RECORD SET: Begin
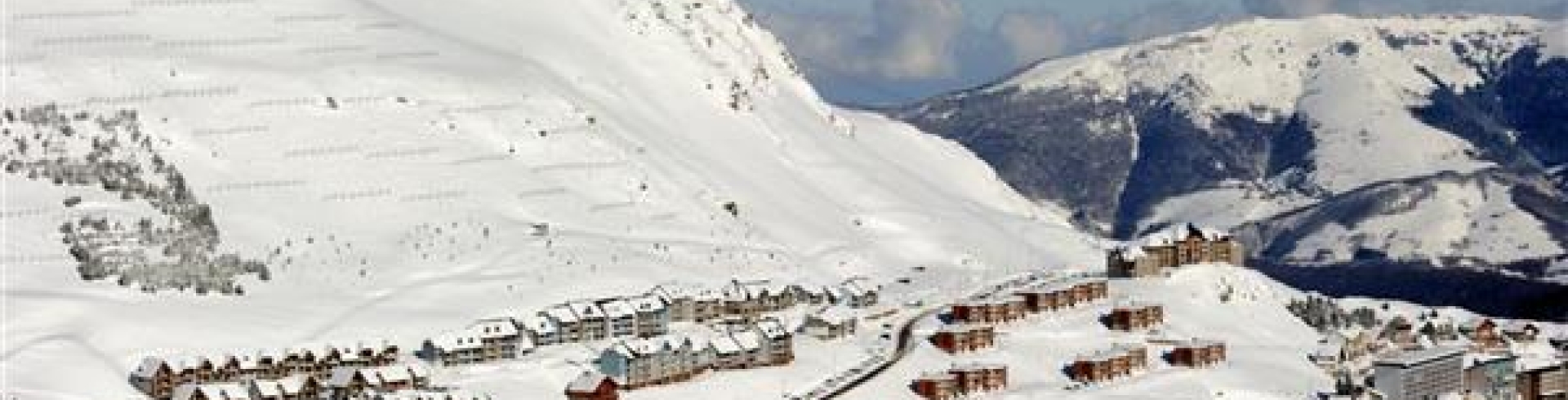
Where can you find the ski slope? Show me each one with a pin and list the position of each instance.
(405, 167)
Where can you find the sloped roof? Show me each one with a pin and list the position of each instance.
(494, 328)
(648, 303)
(214, 391)
(587, 309)
(617, 308)
(587, 381)
(148, 367)
(560, 313)
(455, 340)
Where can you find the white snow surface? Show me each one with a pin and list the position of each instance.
(1266, 345)
(1356, 98)
(410, 209)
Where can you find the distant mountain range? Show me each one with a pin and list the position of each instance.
(1324, 141)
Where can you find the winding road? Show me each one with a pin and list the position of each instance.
(906, 340)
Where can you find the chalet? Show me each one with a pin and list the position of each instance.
(621, 318)
(760, 296)
(303, 360)
(1426, 374)
(154, 377)
(350, 381)
(194, 369)
(1487, 336)
(707, 306)
(395, 379)
(1089, 291)
(678, 300)
(1136, 316)
(289, 388)
(778, 344)
(1017, 306)
(245, 364)
(212, 391)
(540, 330)
(731, 353)
(1181, 245)
(567, 322)
(831, 322)
(1401, 331)
(966, 313)
(937, 386)
(1521, 331)
(270, 364)
(739, 301)
(662, 360)
(1490, 376)
(816, 294)
(1109, 364)
(593, 386)
(595, 323)
(1196, 353)
(855, 292)
(963, 338)
(653, 316)
(1540, 380)
(455, 349)
(974, 379)
(1046, 299)
(427, 394)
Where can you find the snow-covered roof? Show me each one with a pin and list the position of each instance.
(494, 328)
(560, 313)
(269, 388)
(212, 391)
(187, 362)
(726, 345)
(247, 360)
(746, 340)
(618, 308)
(457, 340)
(148, 367)
(835, 314)
(1200, 342)
(587, 381)
(392, 374)
(1411, 358)
(294, 383)
(707, 296)
(587, 309)
(342, 376)
(772, 328)
(1133, 304)
(648, 303)
(538, 323)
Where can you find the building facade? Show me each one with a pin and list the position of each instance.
(1421, 376)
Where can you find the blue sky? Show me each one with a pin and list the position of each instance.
(883, 52)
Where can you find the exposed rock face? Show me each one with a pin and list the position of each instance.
(1327, 140)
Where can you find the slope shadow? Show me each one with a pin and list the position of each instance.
(1423, 282)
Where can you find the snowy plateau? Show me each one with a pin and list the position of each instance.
(212, 176)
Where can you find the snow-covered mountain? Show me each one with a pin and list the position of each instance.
(1322, 139)
(395, 168)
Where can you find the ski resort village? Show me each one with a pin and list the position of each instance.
(1041, 333)
(593, 200)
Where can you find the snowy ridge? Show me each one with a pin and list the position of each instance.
(1333, 69)
(1249, 121)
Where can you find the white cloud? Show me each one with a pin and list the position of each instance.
(901, 40)
(1032, 37)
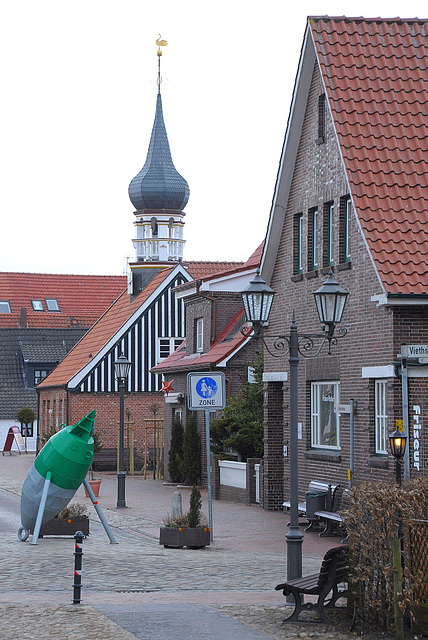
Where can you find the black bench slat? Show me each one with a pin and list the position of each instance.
(334, 516)
(332, 493)
(333, 571)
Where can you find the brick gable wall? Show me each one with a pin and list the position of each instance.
(318, 179)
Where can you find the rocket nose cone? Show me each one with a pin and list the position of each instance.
(83, 428)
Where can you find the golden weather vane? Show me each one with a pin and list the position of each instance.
(160, 43)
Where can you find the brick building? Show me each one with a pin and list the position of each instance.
(214, 316)
(351, 196)
(42, 317)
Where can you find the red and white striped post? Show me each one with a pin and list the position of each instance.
(78, 553)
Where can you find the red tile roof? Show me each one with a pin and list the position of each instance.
(375, 74)
(103, 330)
(252, 262)
(225, 344)
(81, 299)
(200, 270)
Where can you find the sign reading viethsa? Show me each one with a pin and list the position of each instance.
(414, 350)
(206, 391)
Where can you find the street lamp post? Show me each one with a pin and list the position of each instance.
(397, 442)
(330, 300)
(121, 368)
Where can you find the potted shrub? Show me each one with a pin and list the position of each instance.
(190, 530)
(74, 517)
(95, 483)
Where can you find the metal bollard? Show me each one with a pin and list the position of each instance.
(78, 553)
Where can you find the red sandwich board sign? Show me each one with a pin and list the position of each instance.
(14, 433)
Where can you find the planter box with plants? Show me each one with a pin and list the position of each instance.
(74, 517)
(188, 530)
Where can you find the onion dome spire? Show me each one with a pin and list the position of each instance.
(159, 185)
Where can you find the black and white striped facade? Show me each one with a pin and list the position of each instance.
(150, 335)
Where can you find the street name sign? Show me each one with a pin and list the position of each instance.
(414, 350)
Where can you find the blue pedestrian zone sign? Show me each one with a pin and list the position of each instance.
(206, 391)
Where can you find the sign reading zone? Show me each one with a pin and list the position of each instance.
(206, 391)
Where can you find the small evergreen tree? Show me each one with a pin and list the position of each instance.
(176, 451)
(191, 466)
(240, 426)
(194, 515)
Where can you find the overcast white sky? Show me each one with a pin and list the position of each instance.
(78, 83)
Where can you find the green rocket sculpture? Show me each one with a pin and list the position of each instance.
(56, 474)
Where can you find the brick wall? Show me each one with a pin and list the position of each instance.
(374, 332)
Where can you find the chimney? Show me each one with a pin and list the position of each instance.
(23, 324)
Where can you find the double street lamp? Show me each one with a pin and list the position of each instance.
(121, 369)
(330, 300)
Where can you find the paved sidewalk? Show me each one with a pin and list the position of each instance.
(137, 588)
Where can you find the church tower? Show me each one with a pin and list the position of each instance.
(159, 194)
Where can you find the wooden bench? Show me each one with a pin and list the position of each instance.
(106, 459)
(323, 490)
(333, 518)
(334, 571)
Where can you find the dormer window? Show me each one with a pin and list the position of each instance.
(52, 304)
(199, 335)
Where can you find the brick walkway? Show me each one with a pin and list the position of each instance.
(137, 588)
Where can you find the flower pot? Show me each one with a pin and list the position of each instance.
(95, 486)
(177, 537)
(64, 527)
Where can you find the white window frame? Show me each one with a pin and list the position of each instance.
(199, 335)
(381, 418)
(167, 344)
(37, 305)
(52, 304)
(317, 438)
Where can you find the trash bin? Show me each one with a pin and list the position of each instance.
(314, 502)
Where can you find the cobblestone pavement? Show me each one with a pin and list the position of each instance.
(137, 589)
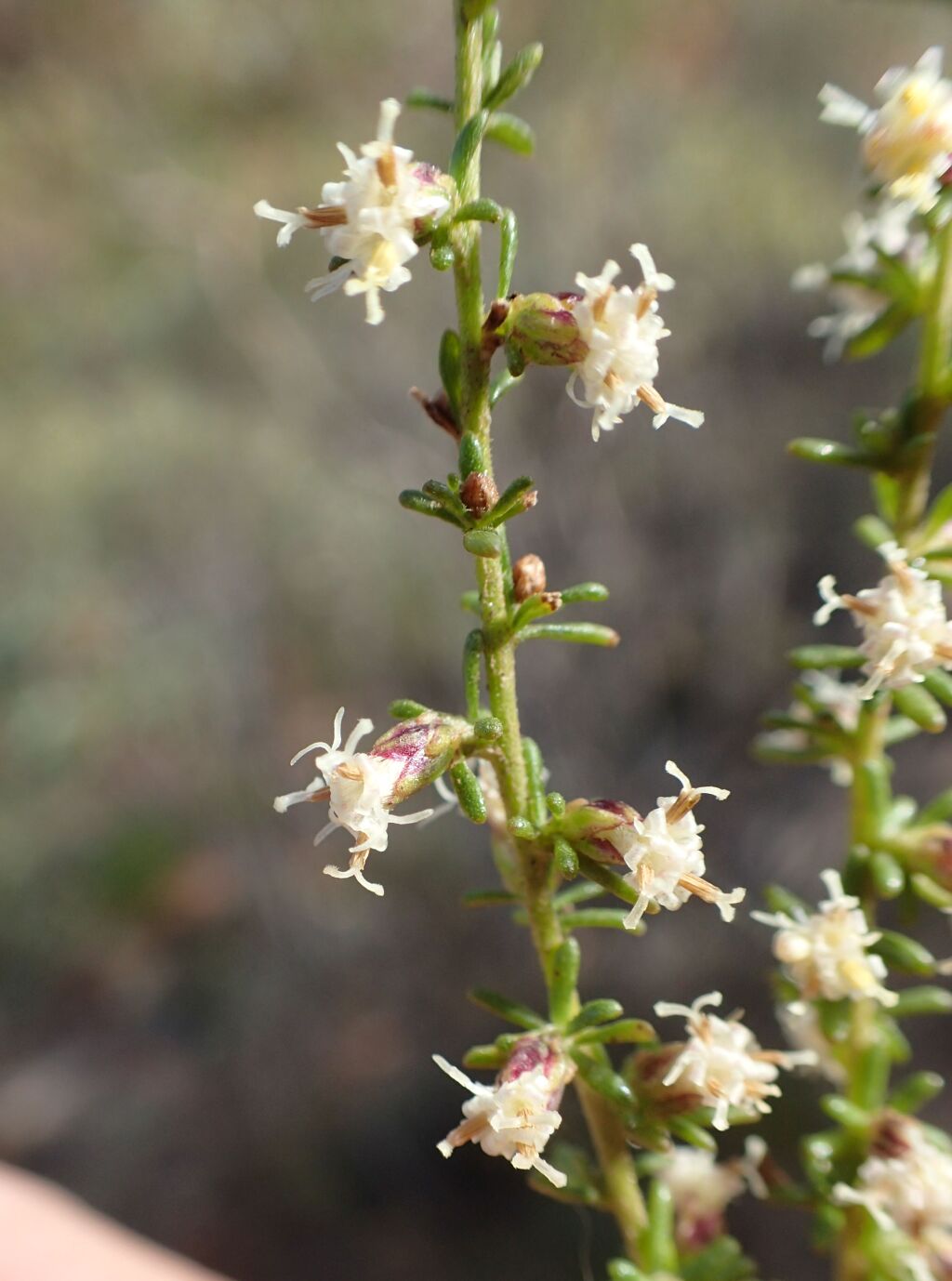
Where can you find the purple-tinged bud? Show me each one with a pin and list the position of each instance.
(542, 328)
(528, 576)
(478, 494)
(602, 829)
(424, 748)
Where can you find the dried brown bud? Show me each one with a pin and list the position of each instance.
(437, 410)
(528, 576)
(480, 494)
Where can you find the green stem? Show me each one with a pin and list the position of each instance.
(536, 870)
(933, 392)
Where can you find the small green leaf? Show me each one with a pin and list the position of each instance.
(514, 77)
(809, 657)
(919, 705)
(414, 500)
(512, 132)
(426, 99)
(815, 450)
(451, 369)
(468, 792)
(576, 633)
(915, 1091)
(511, 1010)
(467, 144)
(626, 1031)
(482, 210)
(922, 1000)
(565, 858)
(887, 874)
(562, 978)
(585, 592)
(406, 708)
(483, 542)
(595, 1012)
(470, 455)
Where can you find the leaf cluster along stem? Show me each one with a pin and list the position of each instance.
(536, 866)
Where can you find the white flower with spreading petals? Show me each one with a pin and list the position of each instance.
(906, 141)
(906, 632)
(724, 1063)
(856, 305)
(370, 218)
(512, 1118)
(665, 856)
(910, 1193)
(622, 329)
(826, 955)
(359, 789)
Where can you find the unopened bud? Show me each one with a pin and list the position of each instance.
(480, 494)
(528, 576)
(602, 829)
(542, 329)
(424, 747)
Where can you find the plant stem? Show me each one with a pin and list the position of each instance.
(535, 865)
(933, 392)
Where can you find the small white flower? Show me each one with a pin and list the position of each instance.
(906, 632)
(826, 955)
(910, 1193)
(370, 218)
(515, 1117)
(801, 1026)
(665, 854)
(622, 329)
(724, 1063)
(359, 788)
(907, 139)
(856, 305)
(701, 1189)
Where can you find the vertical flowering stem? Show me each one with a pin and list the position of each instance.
(536, 870)
(933, 390)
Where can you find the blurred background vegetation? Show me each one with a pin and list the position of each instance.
(203, 556)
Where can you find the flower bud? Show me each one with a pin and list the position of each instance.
(602, 829)
(480, 494)
(528, 576)
(542, 329)
(423, 747)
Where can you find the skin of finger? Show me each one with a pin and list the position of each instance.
(49, 1235)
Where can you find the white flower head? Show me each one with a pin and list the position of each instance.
(907, 139)
(826, 955)
(359, 788)
(906, 632)
(518, 1115)
(370, 218)
(701, 1189)
(665, 856)
(856, 305)
(911, 1193)
(722, 1063)
(622, 329)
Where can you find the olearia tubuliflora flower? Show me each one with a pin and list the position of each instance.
(906, 632)
(907, 139)
(363, 786)
(518, 1115)
(665, 854)
(607, 335)
(372, 218)
(906, 1185)
(859, 305)
(721, 1063)
(826, 953)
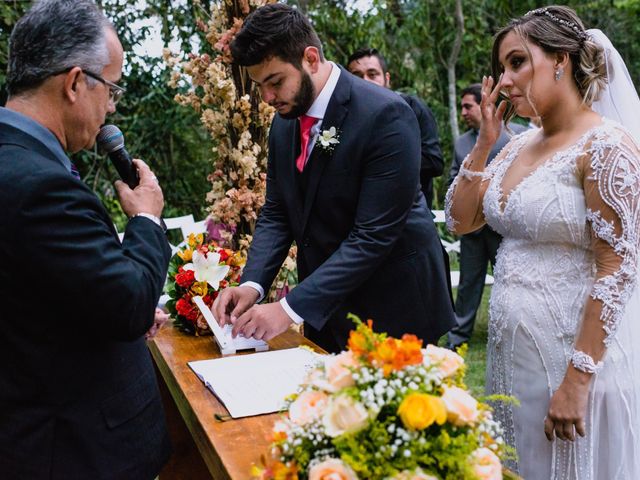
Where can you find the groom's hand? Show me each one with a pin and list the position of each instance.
(233, 302)
(262, 322)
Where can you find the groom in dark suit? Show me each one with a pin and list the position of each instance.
(78, 392)
(343, 183)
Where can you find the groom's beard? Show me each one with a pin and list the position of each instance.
(303, 99)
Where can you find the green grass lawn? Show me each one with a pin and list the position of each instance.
(477, 353)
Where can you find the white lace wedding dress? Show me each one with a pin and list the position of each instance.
(571, 235)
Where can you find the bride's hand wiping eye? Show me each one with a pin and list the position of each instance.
(491, 125)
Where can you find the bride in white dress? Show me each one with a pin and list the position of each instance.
(564, 332)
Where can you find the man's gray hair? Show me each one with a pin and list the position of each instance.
(55, 35)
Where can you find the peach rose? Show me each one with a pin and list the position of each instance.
(338, 372)
(344, 415)
(309, 406)
(445, 360)
(332, 469)
(462, 408)
(486, 464)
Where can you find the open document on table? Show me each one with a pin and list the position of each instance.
(257, 383)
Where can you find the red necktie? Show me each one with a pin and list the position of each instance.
(306, 122)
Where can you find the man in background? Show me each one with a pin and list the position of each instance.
(78, 393)
(370, 65)
(477, 248)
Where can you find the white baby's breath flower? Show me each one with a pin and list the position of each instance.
(329, 138)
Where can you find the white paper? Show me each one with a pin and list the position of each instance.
(223, 335)
(257, 383)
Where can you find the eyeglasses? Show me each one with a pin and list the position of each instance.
(115, 91)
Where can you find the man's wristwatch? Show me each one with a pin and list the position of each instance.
(158, 221)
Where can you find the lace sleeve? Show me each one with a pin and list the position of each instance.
(612, 191)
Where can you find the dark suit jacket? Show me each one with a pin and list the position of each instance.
(432, 164)
(78, 393)
(366, 241)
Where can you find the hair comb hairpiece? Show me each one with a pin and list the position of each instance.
(582, 35)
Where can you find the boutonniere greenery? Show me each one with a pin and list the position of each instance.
(328, 139)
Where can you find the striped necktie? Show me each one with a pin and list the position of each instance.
(306, 122)
(74, 171)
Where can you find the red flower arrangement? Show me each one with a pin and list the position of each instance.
(200, 268)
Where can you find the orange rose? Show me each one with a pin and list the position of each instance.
(331, 469)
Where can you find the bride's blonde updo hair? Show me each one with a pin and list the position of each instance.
(559, 29)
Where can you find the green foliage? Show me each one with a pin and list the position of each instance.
(10, 13)
(415, 36)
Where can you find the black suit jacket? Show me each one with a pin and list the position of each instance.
(78, 393)
(432, 164)
(366, 241)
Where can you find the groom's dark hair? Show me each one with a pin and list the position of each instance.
(274, 30)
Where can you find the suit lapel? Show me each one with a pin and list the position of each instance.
(333, 117)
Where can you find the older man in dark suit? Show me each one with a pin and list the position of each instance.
(78, 393)
(343, 182)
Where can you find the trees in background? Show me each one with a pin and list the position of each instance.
(416, 36)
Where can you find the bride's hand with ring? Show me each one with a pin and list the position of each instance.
(568, 407)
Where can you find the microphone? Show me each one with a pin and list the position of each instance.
(111, 141)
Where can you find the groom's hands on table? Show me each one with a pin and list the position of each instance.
(233, 302)
(236, 306)
(262, 322)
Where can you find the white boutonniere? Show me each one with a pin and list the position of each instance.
(328, 139)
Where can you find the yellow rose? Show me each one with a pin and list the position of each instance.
(416, 474)
(186, 255)
(462, 408)
(331, 469)
(486, 464)
(445, 360)
(307, 407)
(344, 415)
(419, 410)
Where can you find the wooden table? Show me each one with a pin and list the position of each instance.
(203, 447)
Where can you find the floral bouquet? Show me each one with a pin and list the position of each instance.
(385, 409)
(200, 268)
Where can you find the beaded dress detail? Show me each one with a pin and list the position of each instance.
(571, 233)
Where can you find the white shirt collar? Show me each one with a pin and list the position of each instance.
(319, 106)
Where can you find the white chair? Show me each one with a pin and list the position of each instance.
(184, 223)
(439, 216)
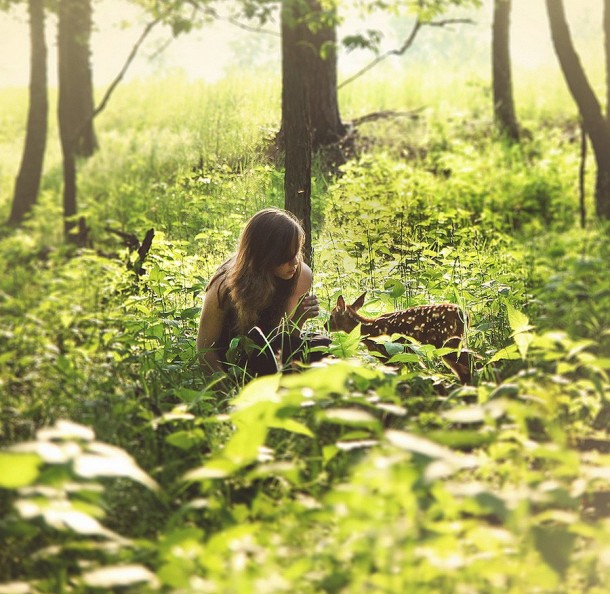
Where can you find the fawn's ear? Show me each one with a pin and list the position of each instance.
(359, 302)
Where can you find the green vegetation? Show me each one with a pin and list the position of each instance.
(123, 469)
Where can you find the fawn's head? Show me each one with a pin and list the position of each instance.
(344, 317)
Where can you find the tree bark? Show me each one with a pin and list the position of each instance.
(321, 74)
(607, 52)
(75, 108)
(318, 36)
(504, 106)
(296, 119)
(590, 110)
(27, 183)
(76, 103)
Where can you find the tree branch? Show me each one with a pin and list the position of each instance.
(405, 46)
(128, 61)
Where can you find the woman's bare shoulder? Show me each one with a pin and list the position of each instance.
(305, 279)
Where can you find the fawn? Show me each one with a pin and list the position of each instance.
(440, 325)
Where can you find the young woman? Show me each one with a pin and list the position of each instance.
(259, 296)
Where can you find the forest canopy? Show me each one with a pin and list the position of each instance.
(465, 162)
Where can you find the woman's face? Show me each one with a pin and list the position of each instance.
(287, 270)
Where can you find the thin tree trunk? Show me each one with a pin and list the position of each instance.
(607, 52)
(27, 184)
(321, 72)
(296, 120)
(504, 106)
(76, 103)
(594, 122)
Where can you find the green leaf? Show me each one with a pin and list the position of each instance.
(349, 416)
(116, 576)
(185, 440)
(520, 326)
(555, 543)
(18, 470)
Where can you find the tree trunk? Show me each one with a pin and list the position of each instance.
(76, 103)
(594, 122)
(321, 74)
(504, 106)
(607, 52)
(319, 38)
(27, 183)
(296, 119)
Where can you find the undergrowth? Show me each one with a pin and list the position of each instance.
(123, 467)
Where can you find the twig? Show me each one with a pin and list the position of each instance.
(582, 173)
(405, 46)
(379, 115)
(128, 61)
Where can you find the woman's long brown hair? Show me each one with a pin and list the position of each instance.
(270, 238)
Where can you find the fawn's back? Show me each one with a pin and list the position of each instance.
(439, 325)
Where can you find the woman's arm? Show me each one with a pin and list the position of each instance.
(301, 305)
(210, 327)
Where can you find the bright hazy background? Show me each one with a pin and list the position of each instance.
RECORD SET: End
Please restate word for word only the lines from the one with "Where can you find the tree trunk?" through the final line of the listing above, both of them included.

Where can you find the tree trunk? Show me each one with a pin and list the position of each instance.
(76, 103)
(594, 122)
(321, 74)
(504, 106)
(607, 52)
(319, 38)
(27, 183)
(296, 119)
Where can you find the undergrowth? Show me each one with a pin and list the position of each instance.
(123, 467)
Where can you find the twig? Show me each one with a pin and list the position of each instance.
(582, 173)
(405, 46)
(379, 115)
(128, 61)
Where can you find the woman's long brown hair? Show me each one with a pin and list the position of each instance.
(270, 238)
Where can you find the fawn's back? Show me each one with a pin and list the position of each instance.
(439, 325)
Where can you find the woman's arm? Show me each one with a pin and list the position of each instance.
(301, 305)
(210, 327)
Where can you find the bright hazy background? Show me each one with a pin and list the position of each instance.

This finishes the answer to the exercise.